#### Yapılacak İşler
1. Metin bölümündeki forum yorumlarının başında yer alan tarih ve saatleri, göründükleri sırayla listeleyin.
2. Metin bölümünden "Aykut Edibali'yi kendince" sözlerinin geçtiği yerden başlayan kısmı alıntılayın ve "mealindeki yorumlarini anlayamiyorum." sözlerinden sonra durun.
3. Metin bölümündeki forum yorumlarını, gösterilen son cümleden sonrasını yazarak sürdürün.

#### Metin Bölümü

+===+

Ziyaretçi,  7 Mayıs 2010 19:15  

Murat Bey kardeşim,
Ne cevap ya da eleştiri geliyorsa hepsi sitenin değişik yerlerinde mevcut. Göreceğiniz gibi arkadaşlarımızla görüş alıp veriyoruz ama söz ettiğiniz birincil çevreden bir açıklama ya da başka bir şey yok. Ya duymak ve görmek istemiyorlar ya da hallerinden memnunlar. Mevlam feraset ve selamet versin inşallah.

Ziyaretçi,  12 Mayıs 2010 11:40  

Yaşar Bey,
Bence Genel Başkanın bu siteden ve burada yazılanlarda haberi yok. Olsa idi mutlaka bir şekilde geri dönüş yapmış olurdu. Sanırım Genel Başkanın çevresindeki çelik kalkan yine devrede...
Rabbim inşallah halis niyetlerinizi hayırlısı ile muaffak eder.
Saygılarımla,
Murat Tarakçı

Ziyaretçi,  12 Mayıs 2010 23:38  

Aykut Edibali'yi kendince samimi bir şekilde eleştiren arkadaşları anlayabiliyorum. Ancak Rifat Yoruk bey'i ve yazısını neden bu denli savunduklarini ve anilan yaziya tepki gosteren arkadaslara "neden tepki gosteriyorsunuz adam elestiriyor" mealindeki yorumlarini anlayamiyorum.

+===+

#### Verilen Kayıtlar
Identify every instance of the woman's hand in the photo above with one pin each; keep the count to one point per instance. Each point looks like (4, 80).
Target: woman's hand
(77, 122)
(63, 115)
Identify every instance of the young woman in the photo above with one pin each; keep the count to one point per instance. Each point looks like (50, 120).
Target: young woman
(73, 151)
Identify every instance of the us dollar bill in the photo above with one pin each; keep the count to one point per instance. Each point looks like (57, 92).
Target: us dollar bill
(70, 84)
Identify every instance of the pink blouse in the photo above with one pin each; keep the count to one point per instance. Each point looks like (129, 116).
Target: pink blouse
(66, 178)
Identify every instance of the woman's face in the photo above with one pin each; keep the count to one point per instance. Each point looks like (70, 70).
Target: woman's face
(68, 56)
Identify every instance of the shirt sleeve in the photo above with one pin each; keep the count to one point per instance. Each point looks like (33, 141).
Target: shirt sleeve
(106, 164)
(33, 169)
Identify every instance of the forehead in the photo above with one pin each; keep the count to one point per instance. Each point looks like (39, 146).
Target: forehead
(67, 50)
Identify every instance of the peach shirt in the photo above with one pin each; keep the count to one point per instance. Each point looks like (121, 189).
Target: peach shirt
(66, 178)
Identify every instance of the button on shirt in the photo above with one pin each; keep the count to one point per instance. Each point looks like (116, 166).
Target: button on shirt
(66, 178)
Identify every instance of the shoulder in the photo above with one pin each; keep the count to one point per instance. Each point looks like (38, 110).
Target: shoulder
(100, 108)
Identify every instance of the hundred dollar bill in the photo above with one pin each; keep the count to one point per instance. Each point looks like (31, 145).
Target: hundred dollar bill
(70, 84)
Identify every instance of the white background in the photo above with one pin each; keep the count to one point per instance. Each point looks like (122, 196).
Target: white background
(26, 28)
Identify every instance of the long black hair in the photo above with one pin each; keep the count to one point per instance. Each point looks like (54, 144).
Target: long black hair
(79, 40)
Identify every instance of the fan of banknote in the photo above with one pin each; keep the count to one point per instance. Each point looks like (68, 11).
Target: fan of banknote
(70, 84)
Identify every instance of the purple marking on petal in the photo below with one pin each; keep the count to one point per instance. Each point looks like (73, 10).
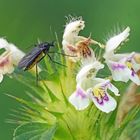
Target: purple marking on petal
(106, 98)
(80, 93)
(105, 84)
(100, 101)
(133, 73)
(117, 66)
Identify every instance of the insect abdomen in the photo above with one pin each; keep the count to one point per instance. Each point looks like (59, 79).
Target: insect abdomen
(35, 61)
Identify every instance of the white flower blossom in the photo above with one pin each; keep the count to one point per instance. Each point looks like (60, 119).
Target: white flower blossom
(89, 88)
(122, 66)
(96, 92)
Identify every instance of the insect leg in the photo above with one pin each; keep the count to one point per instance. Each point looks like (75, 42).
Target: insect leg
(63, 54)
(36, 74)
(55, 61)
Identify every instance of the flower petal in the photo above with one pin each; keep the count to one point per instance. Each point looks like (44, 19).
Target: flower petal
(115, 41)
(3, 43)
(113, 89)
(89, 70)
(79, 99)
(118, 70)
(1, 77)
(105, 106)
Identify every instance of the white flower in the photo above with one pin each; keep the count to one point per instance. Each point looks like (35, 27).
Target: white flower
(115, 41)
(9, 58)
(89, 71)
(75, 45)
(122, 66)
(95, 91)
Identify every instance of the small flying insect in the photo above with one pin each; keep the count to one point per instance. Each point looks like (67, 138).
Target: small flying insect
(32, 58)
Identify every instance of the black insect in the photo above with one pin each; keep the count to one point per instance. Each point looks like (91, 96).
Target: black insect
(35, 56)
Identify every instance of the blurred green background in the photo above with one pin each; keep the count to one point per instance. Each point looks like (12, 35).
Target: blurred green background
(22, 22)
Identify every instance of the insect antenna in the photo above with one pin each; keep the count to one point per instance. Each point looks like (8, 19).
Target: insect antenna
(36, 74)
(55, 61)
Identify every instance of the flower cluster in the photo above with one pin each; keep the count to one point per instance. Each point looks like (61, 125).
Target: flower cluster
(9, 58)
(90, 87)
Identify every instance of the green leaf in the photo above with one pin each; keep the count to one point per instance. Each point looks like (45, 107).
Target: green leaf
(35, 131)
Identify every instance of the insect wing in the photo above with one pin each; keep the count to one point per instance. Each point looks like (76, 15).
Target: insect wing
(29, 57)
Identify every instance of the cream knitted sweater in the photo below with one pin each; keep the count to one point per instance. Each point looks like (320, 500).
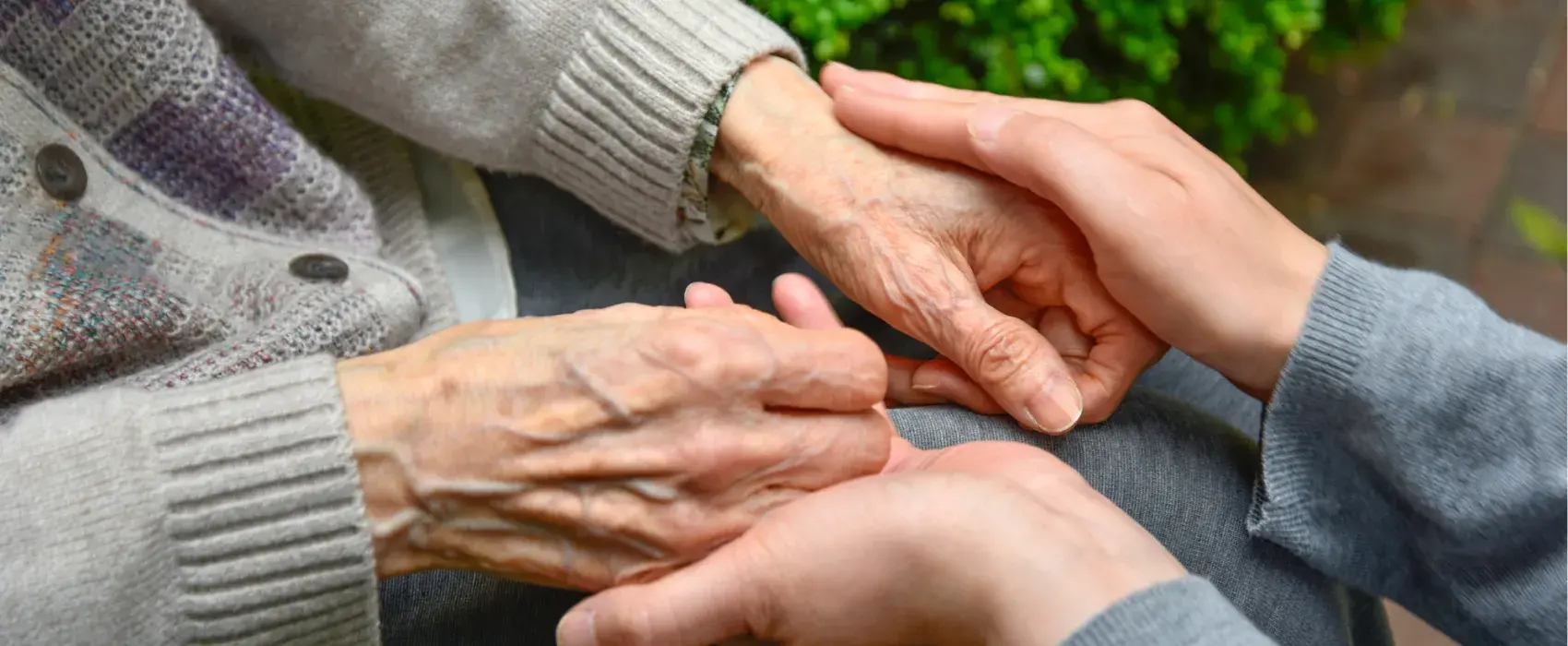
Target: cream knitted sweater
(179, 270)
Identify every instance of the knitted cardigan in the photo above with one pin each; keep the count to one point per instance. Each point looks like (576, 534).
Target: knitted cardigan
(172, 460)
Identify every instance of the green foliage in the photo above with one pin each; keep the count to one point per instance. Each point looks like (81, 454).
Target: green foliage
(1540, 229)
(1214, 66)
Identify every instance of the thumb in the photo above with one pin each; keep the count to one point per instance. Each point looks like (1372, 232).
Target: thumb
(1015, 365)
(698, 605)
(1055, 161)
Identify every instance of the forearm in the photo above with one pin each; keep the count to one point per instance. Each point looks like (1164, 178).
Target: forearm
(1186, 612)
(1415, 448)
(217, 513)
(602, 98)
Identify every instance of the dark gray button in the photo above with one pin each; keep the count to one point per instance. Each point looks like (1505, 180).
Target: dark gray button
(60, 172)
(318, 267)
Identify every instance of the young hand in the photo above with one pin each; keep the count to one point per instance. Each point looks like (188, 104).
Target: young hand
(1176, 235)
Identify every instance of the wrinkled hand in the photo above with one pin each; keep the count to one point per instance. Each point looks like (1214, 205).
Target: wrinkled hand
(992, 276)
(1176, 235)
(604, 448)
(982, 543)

+===+

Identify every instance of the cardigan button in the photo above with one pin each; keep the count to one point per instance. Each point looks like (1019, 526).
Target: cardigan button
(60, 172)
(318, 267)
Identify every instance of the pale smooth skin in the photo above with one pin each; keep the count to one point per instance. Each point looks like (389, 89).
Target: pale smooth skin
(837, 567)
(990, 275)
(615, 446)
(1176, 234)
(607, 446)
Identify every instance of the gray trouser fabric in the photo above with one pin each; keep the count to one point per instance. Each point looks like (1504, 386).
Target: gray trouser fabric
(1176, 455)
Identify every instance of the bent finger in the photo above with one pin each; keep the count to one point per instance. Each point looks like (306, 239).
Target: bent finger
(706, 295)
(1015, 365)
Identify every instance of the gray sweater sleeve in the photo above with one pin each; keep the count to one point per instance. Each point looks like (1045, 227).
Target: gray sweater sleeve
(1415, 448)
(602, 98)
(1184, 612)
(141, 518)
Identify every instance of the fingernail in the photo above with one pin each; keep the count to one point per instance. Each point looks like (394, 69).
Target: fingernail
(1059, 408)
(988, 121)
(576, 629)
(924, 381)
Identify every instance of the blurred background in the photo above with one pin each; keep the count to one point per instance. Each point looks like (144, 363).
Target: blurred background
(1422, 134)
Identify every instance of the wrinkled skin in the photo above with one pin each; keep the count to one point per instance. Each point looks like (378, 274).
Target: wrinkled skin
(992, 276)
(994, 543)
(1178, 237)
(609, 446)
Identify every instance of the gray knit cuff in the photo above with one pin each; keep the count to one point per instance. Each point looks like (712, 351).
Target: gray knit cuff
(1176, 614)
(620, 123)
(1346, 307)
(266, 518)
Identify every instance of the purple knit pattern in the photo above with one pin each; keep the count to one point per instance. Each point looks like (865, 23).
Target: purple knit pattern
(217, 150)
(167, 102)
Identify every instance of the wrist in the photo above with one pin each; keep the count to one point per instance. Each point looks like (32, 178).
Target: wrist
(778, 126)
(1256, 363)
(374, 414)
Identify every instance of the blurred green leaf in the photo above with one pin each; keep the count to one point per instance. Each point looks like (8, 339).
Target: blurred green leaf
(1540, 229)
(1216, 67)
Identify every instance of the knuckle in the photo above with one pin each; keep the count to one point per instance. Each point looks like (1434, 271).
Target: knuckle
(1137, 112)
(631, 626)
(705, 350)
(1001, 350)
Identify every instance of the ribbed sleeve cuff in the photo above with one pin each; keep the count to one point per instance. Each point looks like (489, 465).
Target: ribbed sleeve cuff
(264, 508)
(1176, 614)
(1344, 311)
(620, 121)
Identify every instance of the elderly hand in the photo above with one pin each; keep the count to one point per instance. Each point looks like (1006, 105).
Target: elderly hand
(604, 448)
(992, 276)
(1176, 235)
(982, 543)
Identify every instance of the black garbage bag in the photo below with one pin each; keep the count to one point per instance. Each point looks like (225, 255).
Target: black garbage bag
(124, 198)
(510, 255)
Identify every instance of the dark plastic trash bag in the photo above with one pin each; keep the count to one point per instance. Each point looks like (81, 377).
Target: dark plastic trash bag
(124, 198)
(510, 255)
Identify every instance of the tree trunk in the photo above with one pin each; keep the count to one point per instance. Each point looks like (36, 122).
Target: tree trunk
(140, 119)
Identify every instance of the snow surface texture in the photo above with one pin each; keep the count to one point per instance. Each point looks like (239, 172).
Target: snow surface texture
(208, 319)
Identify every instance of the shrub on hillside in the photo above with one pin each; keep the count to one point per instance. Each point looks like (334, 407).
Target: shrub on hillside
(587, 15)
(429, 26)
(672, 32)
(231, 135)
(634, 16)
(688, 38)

+===+

#### Sıralı Sonuçlar
1.
7 Mayıs 2010 19:15
12 Mayıs 2010 11:40
12 Mayıs 2010 23:38

2.
Aykut Edibali'yi kendince samimi bir şekilde eleştiren arkadaşları anlayabiliyorum. Ancak Rifat Yoruk bey'i ve yazısını neden bu denli savunduklarini ve anilan yaziya tepki gosteren arkadaslara "neden tepki gosteriyorsunuz adam elestiriyor" mealindeki yorumlarini anlayamiyorum.

3.
Rifat Yoruk açıkça iftira etmektedir. Aykut bey'i derindevletçilikle, Ergenekonculuk'la itham ediyor. Delil diye Aykut Edibali'nin esasinda başka bir hususu vurguladiği yazisini gosteriyor. Hiç bir delili olmadiği halde Şamil Tayyar'da bu yönde yazilar yazmişti. Başkaları da yarım ağızla bir şeyler geveleyip Aykut bey'in açıklması üzerine hiç bir açıklama yapmamışlardır.
Millet Partisi'nin ve Aykut Edibali'nin en gündemde olmadiği bu dönemlerde neden böyle şeyler yakistirilmaya calisiliyor, hic dusundunuz mu?
İster sevin İster sevmeyin, ister kabul edin ister etmeyin. Ama Aykut Edibali bir semboldür. Dik bir duruşu vardır. Devlet-ordu düşmanı olmayan bir dindardır. Peygamber aşığı bir Türk Milliyetçisidir. Spinoza'ya, Habermas'a, Marx'a, İmam-ı Azam'a, İbn-i Rüşd'e atıfta bulanabilen bir Anadolu aydınıdır. Ve ister sevin ister sevmeyin ama bu anlamda gerçekten bir örneği yoktur. Evet, parti sürekli başarısızlıklar elde etmiştir. Ama tüm sağ tabanda Ülkücüsü olsun Milli Görüşcüsü olsun saygı duyulan bir insandır. Gerçekten sözü kuvvetlidir, muteberdir. Evet siyasi anlamda başarısızı olmuş olabilir. Ama milli duruşunu hiç bozmamıştır ve sağ taban nezdinde itibarı ve sempatisi vardır.
Kıbrıs diyen, Egemen Türk Devleti diyen, Bu dinler arası diyalog da neyin nesi diyen,bir tek Aykut Edibali bey kalmıştır.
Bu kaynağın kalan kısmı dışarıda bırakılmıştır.